• [AIM OF THE TASK]
Could you reproduce the part of the listing that opens with the line containing "Locate every desk" and closes with the line containing "580, 277, 589, 292", character for character and including both of those lines?

----------------

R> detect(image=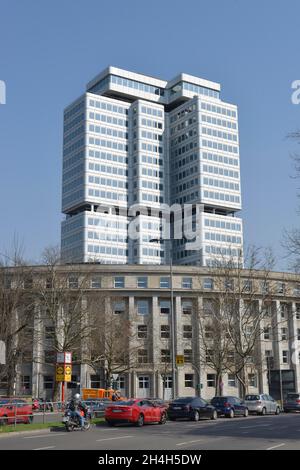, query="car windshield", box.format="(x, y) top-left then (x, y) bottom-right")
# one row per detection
(211, 397), (228, 403)
(0, 400), (9, 407)
(112, 400), (135, 406)
(173, 397), (193, 405)
(287, 393), (299, 400)
(245, 395), (260, 401)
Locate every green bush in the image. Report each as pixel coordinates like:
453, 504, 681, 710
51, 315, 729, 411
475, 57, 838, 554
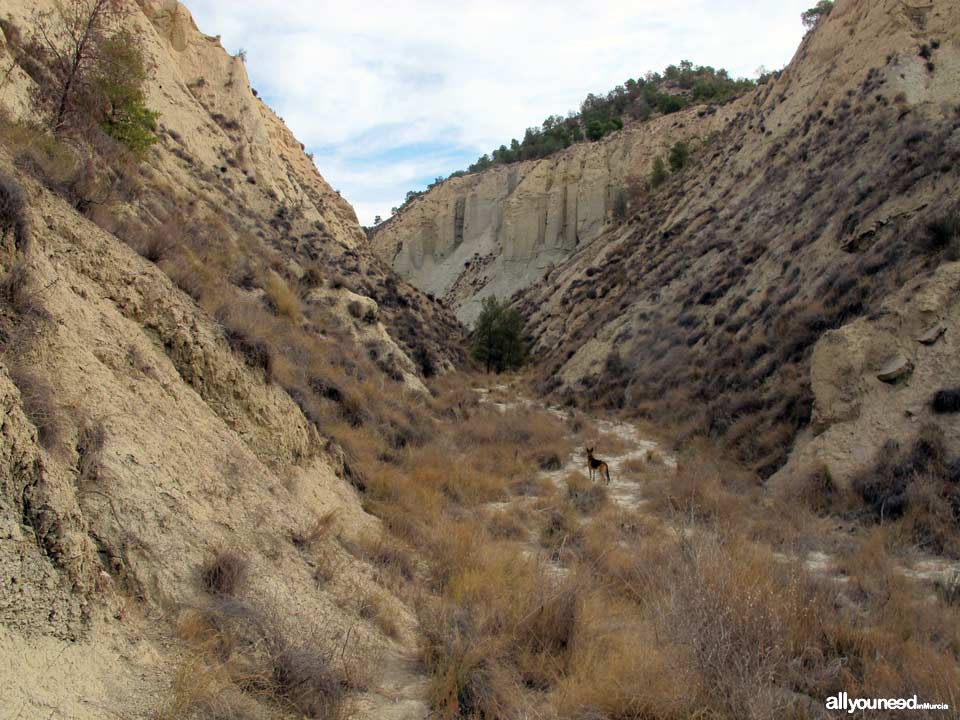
470, 297, 527, 373
800, 0, 833, 30
94, 31, 158, 157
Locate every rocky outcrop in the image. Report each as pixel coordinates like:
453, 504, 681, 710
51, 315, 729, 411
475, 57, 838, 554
506, 0, 960, 477
776, 262, 960, 486
372, 103, 739, 324
0, 0, 446, 720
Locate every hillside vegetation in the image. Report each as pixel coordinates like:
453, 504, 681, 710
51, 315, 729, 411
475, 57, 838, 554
396, 60, 756, 212
0, 0, 960, 720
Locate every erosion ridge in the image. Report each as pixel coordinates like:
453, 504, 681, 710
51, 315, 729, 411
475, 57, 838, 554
0, 0, 463, 718
373, 0, 960, 484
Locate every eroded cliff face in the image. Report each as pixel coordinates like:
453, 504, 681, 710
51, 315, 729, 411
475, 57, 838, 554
372, 101, 744, 324
519, 0, 960, 484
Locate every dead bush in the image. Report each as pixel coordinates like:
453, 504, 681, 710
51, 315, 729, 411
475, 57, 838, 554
0, 257, 51, 321
9, 364, 71, 452
178, 595, 350, 720
853, 425, 949, 522
264, 272, 302, 321
290, 511, 337, 551
200, 549, 249, 596
0, 174, 30, 253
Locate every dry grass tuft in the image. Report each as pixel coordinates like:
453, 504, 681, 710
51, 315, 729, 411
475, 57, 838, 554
9, 364, 72, 454
200, 549, 249, 596
167, 595, 358, 720
566, 473, 609, 515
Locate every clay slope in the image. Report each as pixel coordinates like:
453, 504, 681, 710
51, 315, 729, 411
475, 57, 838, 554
519, 0, 960, 481
371, 74, 743, 324
0, 0, 462, 374
0, 2, 462, 718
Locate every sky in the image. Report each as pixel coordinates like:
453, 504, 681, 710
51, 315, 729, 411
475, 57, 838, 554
186, 0, 815, 225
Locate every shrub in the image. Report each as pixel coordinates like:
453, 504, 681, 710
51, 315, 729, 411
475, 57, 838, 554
853, 425, 949, 521
800, 0, 833, 31
172, 595, 352, 720
613, 189, 627, 222
0, 174, 29, 252
0, 114, 80, 195
923, 213, 960, 260
200, 550, 247, 595
930, 388, 960, 414
94, 30, 159, 158
668, 141, 690, 172
264, 272, 301, 320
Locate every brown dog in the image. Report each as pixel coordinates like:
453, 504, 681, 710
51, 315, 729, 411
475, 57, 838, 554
587, 448, 610, 485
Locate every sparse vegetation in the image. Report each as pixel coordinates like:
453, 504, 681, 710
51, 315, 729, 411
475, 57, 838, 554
800, 0, 833, 32
931, 388, 960, 414
9, 363, 71, 453
392, 60, 756, 214
471, 297, 527, 373
650, 157, 669, 190
157, 596, 360, 720
669, 141, 690, 172
200, 549, 248, 596
0, 174, 29, 252
924, 213, 960, 260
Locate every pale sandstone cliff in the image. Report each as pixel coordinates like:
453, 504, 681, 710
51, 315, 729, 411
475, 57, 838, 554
520, 0, 960, 483
372, 103, 741, 324
0, 1, 438, 720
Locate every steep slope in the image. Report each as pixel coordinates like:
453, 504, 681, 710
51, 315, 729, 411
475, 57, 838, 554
0, 2, 463, 718
519, 0, 960, 482
372, 101, 742, 324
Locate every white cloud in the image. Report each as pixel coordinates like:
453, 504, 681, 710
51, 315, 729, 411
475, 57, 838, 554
187, 0, 812, 223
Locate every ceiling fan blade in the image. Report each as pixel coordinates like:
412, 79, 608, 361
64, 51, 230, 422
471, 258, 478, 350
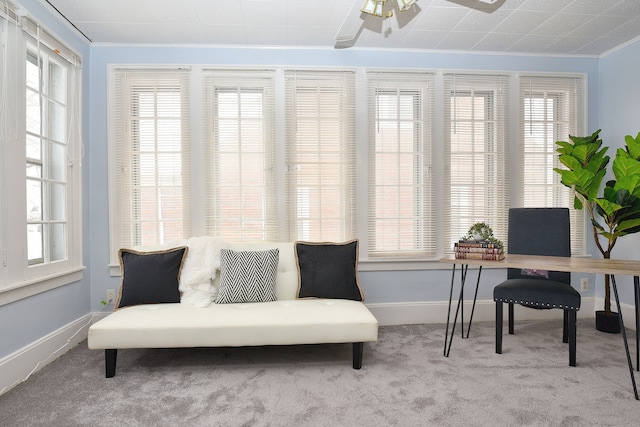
335, 0, 364, 43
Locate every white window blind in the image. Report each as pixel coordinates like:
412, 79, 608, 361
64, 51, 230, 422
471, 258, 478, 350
204, 70, 278, 241
520, 76, 586, 255
367, 72, 437, 258
110, 69, 191, 262
285, 71, 355, 241
444, 74, 509, 252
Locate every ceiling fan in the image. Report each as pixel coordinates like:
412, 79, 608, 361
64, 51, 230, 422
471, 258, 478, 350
334, 0, 504, 49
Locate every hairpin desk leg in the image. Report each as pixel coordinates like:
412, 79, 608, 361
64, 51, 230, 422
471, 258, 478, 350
610, 274, 640, 400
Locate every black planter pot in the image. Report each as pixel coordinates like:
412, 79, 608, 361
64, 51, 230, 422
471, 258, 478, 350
596, 310, 620, 334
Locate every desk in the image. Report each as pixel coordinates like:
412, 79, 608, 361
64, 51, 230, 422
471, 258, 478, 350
440, 254, 640, 400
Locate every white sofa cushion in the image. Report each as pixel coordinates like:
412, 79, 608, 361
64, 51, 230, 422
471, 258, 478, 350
88, 299, 378, 349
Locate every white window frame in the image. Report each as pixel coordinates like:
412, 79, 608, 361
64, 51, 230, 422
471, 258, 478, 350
108, 66, 192, 266
0, 2, 83, 305
519, 74, 587, 256
441, 73, 511, 253
109, 65, 586, 274
367, 70, 437, 260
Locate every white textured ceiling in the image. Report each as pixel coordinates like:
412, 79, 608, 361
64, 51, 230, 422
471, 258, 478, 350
41, 0, 640, 55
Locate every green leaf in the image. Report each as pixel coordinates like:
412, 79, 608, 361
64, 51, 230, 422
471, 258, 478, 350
624, 132, 640, 160
615, 218, 640, 232
612, 154, 640, 180
558, 154, 582, 170
556, 141, 573, 154
591, 219, 604, 232
596, 199, 622, 220
573, 196, 583, 210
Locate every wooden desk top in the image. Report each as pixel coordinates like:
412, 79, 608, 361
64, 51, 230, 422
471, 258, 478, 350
439, 254, 640, 276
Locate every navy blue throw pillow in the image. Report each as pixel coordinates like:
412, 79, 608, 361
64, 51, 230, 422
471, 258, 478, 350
295, 240, 364, 301
115, 246, 188, 310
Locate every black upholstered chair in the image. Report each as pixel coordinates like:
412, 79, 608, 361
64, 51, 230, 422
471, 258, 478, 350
493, 208, 580, 366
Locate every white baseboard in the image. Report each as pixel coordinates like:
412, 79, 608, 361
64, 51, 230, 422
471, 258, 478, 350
0, 297, 635, 395
367, 297, 604, 329
0, 313, 93, 395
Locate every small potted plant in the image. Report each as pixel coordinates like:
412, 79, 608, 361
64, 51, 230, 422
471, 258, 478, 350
554, 130, 640, 333
460, 222, 503, 249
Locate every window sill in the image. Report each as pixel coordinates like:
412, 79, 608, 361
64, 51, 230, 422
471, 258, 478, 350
0, 267, 85, 306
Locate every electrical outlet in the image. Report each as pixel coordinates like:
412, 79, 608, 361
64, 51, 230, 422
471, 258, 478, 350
107, 289, 116, 304
580, 277, 589, 292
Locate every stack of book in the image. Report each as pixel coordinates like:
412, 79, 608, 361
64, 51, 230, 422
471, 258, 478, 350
454, 240, 504, 261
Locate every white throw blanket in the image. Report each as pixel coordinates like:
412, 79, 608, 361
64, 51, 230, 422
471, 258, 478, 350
169, 236, 227, 307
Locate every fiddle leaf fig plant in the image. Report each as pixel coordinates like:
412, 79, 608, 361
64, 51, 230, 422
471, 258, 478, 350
554, 129, 640, 313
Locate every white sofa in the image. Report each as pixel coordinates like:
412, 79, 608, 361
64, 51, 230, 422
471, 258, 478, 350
88, 242, 378, 378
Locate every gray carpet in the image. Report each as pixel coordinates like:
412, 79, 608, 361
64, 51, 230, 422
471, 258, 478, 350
0, 320, 640, 427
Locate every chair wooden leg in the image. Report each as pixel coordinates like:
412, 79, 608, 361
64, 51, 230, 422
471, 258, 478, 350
567, 310, 576, 366
509, 302, 515, 335
496, 301, 502, 354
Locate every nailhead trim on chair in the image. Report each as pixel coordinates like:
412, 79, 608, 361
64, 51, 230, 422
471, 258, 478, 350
493, 298, 580, 311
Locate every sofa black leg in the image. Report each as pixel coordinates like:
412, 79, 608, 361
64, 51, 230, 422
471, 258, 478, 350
104, 349, 118, 378
567, 310, 576, 366
496, 301, 502, 354
353, 342, 364, 369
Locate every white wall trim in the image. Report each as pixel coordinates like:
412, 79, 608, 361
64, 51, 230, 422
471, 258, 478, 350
0, 313, 93, 395
0, 297, 635, 395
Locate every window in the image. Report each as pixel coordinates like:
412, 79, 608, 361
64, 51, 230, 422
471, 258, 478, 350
109, 66, 584, 266
110, 69, 191, 262
444, 74, 510, 251
520, 76, 586, 255
0, 3, 82, 303
285, 71, 356, 241
204, 70, 278, 240
367, 72, 436, 258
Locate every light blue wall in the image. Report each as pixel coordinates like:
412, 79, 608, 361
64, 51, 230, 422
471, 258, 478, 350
0, 0, 91, 359
5, 0, 640, 364
89, 45, 598, 310
597, 40, 640, 304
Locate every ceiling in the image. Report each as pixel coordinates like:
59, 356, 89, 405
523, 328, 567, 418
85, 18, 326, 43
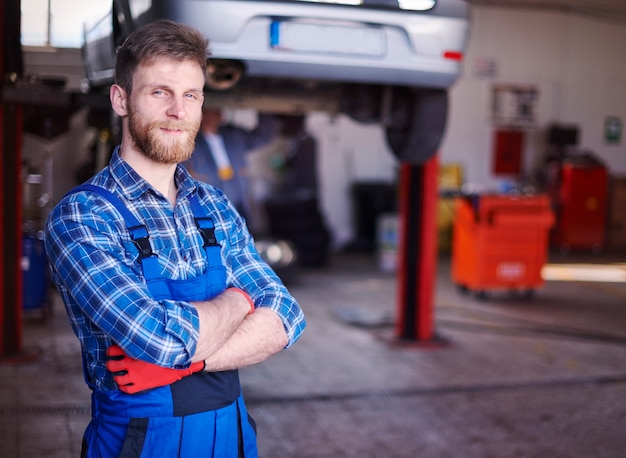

----------------

• [ANSWER]
Locate every desk in the image. Report each as pixel coordinates like:
412, 79, 608, 361
64, 51, 230, 422
471, 258, 478, 350
440, 254, 640, 400
Locate every white sofa cushion in the image. Report each as pixel coordinates like:
412, 79, 608, 361
64, 51, 230, 422
471, 258, 478, 350
88, 299, 378, 349
Locate every white window frame in the image. Report each as pixel coordinates like:
412, 79, 608, 361
64, 51, 230, 422
471, 258, 478, 350
108, 66, 192, 266
0, 2, 83, 305
519, 74, 587, 256
441, 73, 511, 253
109, 65, 586, 274
367, 70, 437, 260
Locate every white textured ceiling in the image. Report each as pixel coordinates like:
412, 79, 608, 361
64, 51, 230, 422
471, 258, 478, 350
41, 0, 640, 55
Locate every green leaf in the image. Report each as pixel coordinates like:
412, 79, 608, 361
64, 51, 230, 422
471, 258, 478, 350
624, 132, 640, 160
615, 218, 640, 232
612, 154, 640, 180
558, 154, 582, 170
556, 141, 573, 154
591, 219, 604, 232
596, 199, 622, 220
573, 196, 583, 210
Locate every wooden desk top in the image. Report each as pixel coordinates like:
412, 79, 608, 361
64, 51, 230, 422
471, 258, 478, 350
439, 254, 640, 276
Locate every navy blue throw pillow in the image. Report each as pixel coordinates like:
412, 79, 608, 361
64, 51, 230, 422
471, 258, 478, 350
295, 240, 364, 301
115, 246, 188, 310
Locate every black upholstered chair in the image. Report each as pixel coordinates like:
412, 79, 608, 361
64, 51, 230, 422
471, 258, 478, 350
493, 208, 580, 366
Locate every white baseboard in the image. Report each as pixel coordinates like:
412, 79, 608, 361
64, 51, 230, 422
471, 258, 478, 350
0, 297, 635, 395
367, 297, 604, 329
0, 313, 93, 395
Locate every small potted plant in the image. Report each as pixel coordinates like:
412, 79, 608, 361
64, 51, 230, 422
471, 258, 478, 350
554, 130, 640, 333
460, 222, 503, 249
Locate every window sill in the image. Report each as pixel coordinates like:
412, 79, 608, 361
64, 51, 230, 422
471, 258, 478, 350
0, 267, 85, 306
Locate every electrical outlet in the image. Report each as pixel coordinates like:
412, 79, 608, 361
64, 51, 230, 422
471, 258, 478, 350
107, 289, 116, 304
580, 277, 589, 292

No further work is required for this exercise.